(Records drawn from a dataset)
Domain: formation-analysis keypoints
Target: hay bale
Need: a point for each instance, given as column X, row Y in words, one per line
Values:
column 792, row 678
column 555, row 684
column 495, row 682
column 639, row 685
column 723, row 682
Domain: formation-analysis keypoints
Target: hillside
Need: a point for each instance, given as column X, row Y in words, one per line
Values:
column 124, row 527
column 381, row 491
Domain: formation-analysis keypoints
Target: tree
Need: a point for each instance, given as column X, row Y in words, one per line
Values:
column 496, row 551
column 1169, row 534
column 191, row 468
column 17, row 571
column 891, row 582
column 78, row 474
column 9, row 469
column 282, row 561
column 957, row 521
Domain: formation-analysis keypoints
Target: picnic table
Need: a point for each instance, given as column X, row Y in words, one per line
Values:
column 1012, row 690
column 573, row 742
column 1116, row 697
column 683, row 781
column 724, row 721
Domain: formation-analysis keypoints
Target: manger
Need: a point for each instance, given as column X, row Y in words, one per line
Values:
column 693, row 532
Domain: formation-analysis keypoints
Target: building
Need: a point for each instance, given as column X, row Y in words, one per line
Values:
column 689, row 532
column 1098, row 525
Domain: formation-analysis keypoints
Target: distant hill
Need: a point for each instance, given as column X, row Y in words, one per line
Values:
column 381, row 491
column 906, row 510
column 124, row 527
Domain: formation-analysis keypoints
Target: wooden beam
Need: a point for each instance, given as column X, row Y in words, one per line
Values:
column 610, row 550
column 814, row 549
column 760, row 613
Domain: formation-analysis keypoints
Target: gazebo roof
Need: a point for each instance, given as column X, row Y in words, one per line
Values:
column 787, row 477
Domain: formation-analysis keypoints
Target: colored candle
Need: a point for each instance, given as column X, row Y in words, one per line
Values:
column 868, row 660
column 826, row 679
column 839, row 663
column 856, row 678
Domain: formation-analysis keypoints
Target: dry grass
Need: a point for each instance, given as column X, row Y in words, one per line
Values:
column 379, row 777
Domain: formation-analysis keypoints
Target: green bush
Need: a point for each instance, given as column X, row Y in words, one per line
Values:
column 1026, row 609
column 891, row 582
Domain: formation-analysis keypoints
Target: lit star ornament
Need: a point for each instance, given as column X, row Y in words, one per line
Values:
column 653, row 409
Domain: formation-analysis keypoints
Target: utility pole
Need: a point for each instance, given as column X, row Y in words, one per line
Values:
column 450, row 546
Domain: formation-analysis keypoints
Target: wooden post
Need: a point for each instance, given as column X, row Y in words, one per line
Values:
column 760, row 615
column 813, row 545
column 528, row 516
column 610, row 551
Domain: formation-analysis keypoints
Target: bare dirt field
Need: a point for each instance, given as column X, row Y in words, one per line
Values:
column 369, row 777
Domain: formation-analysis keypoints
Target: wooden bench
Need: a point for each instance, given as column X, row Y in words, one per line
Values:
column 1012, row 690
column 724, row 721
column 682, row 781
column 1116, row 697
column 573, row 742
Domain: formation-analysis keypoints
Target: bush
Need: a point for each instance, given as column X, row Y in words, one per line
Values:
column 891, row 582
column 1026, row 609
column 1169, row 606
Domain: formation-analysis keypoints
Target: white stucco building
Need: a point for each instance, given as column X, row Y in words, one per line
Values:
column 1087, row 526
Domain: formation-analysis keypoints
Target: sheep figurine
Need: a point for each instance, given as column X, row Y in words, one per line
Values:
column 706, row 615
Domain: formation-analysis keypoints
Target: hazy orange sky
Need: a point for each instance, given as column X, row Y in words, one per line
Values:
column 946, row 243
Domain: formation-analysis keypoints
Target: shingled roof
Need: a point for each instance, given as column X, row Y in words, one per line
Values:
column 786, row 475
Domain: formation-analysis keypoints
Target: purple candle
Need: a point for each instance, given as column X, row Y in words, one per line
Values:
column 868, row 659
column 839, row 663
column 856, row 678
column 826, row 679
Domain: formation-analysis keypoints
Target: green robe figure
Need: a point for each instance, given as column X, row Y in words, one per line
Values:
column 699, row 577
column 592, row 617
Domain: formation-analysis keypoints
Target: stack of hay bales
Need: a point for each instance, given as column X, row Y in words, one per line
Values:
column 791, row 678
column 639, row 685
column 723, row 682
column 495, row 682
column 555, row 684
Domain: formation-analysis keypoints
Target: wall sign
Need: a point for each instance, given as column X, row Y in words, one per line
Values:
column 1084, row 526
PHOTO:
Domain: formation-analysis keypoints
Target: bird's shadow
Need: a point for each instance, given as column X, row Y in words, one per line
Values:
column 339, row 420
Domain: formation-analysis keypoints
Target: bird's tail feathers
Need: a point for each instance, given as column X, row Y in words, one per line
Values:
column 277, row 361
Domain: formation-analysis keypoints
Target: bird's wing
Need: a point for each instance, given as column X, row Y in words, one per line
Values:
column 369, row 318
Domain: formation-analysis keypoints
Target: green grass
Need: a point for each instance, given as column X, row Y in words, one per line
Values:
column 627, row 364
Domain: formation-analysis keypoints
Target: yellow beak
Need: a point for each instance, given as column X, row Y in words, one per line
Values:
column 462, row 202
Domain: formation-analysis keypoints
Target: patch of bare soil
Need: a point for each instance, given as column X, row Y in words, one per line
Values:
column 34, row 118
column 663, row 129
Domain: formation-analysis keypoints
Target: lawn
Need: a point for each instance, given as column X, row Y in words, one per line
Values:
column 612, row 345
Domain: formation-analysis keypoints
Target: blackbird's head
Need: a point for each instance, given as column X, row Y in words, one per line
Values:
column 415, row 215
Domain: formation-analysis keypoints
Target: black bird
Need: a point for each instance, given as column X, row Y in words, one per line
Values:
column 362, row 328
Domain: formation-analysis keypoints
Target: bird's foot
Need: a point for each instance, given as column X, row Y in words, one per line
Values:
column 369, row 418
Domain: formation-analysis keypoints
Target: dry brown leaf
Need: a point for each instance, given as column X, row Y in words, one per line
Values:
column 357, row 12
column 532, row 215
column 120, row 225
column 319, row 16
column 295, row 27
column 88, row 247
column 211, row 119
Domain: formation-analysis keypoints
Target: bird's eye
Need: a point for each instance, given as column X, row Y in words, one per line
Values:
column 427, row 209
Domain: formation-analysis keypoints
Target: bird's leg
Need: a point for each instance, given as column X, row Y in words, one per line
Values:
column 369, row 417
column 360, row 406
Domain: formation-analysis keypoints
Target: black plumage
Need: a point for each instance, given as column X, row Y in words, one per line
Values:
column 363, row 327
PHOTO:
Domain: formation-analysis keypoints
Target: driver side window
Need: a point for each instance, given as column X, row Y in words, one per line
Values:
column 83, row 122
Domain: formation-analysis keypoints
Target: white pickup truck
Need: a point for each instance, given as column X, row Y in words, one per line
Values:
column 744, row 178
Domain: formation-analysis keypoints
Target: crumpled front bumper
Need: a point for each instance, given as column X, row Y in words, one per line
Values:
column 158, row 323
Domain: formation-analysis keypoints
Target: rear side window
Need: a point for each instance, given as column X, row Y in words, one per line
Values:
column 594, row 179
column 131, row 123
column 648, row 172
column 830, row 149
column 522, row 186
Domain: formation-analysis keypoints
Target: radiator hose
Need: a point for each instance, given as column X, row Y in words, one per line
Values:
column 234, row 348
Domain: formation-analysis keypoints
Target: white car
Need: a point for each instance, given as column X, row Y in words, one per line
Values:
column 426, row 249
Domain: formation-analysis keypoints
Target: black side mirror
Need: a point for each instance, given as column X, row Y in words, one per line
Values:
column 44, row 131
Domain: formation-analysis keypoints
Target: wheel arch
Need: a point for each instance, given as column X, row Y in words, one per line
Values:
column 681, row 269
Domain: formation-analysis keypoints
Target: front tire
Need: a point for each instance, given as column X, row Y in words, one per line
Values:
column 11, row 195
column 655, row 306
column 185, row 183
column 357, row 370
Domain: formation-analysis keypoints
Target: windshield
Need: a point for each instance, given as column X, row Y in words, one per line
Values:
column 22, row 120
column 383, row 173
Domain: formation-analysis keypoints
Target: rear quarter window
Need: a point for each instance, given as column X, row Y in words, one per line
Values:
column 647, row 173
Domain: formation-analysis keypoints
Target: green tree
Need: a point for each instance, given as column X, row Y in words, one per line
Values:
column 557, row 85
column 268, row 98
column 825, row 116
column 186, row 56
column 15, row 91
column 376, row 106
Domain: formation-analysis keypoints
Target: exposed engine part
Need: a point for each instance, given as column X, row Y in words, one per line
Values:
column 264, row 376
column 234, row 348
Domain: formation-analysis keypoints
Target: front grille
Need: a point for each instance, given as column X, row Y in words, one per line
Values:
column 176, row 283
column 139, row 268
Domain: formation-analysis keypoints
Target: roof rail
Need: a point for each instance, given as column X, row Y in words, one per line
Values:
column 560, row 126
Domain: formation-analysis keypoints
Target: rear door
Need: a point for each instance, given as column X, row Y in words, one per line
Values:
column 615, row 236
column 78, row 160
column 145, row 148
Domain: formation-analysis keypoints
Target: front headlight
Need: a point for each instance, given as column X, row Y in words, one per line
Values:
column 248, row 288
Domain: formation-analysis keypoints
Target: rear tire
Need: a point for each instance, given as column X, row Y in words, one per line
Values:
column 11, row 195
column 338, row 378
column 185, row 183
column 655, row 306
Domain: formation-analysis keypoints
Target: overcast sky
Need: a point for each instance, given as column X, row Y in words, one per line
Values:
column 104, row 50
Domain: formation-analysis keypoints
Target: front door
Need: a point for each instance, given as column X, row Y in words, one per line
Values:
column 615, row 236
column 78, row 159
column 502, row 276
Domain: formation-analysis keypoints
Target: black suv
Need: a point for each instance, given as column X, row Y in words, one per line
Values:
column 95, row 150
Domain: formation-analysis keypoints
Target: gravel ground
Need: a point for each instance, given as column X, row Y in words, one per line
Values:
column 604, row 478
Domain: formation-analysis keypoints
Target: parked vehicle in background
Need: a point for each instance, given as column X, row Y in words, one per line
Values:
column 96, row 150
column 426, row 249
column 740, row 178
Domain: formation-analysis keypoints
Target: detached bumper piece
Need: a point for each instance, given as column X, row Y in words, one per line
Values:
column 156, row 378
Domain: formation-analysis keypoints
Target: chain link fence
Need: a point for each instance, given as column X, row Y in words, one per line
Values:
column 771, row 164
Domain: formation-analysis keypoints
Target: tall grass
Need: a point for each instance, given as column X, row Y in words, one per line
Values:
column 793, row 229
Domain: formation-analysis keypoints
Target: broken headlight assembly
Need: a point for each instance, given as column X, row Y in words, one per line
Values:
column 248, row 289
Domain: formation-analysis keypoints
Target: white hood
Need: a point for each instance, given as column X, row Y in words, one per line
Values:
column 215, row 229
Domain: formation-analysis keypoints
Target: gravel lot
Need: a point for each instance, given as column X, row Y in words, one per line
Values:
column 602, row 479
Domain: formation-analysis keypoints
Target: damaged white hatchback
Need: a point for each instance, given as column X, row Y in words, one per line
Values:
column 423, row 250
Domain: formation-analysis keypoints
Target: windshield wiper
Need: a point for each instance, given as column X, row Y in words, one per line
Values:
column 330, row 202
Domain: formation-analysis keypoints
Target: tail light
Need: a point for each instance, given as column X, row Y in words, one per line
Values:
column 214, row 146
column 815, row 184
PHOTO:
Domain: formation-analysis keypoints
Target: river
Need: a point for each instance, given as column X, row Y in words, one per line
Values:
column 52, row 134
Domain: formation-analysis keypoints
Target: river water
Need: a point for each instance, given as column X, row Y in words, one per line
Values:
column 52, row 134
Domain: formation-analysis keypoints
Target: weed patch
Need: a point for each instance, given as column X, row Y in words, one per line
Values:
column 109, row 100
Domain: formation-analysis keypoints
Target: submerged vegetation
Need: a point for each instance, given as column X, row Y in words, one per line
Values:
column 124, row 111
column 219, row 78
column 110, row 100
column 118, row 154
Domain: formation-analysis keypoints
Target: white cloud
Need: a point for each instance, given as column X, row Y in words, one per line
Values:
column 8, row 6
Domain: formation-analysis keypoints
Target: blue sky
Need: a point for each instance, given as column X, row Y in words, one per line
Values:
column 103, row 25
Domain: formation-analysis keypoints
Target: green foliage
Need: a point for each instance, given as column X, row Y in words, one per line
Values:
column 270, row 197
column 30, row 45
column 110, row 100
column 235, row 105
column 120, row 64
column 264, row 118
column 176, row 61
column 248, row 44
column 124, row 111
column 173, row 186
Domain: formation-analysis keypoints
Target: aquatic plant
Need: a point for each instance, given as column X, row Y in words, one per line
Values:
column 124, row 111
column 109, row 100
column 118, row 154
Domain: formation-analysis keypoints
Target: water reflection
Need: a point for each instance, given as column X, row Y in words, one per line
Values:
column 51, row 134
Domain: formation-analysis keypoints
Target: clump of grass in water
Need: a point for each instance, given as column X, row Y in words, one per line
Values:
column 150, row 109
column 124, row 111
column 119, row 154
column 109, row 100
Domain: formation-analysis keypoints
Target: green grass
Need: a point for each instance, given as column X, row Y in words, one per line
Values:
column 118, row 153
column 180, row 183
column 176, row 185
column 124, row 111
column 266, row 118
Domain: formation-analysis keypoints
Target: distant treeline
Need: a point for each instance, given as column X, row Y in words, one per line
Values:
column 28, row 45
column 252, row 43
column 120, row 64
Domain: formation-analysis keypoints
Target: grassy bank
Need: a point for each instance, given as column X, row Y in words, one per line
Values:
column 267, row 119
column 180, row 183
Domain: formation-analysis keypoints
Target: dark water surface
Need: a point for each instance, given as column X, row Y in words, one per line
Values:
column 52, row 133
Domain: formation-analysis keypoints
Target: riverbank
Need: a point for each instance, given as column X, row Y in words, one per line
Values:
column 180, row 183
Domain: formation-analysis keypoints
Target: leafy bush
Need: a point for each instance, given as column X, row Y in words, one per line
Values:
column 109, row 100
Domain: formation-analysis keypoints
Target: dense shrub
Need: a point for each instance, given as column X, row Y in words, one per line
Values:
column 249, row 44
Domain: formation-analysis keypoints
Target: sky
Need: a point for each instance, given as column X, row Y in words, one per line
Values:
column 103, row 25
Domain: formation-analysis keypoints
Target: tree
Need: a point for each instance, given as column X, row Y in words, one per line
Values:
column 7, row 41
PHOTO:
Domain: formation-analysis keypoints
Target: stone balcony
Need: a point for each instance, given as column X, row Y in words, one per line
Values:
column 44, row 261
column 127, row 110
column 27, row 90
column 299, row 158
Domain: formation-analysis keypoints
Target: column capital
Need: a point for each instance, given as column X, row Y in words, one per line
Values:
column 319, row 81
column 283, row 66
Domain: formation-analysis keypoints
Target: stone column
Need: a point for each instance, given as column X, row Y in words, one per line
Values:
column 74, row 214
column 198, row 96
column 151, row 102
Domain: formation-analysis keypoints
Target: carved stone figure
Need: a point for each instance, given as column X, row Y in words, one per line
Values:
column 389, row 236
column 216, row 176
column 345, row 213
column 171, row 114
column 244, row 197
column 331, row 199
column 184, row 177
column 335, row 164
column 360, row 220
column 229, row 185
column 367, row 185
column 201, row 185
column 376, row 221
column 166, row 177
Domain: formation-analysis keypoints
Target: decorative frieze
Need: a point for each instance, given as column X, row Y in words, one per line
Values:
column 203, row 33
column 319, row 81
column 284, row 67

▶ What is required
A bare number should be your reply: how many lines in the entries above include the word "tail".

▶ Answer section
2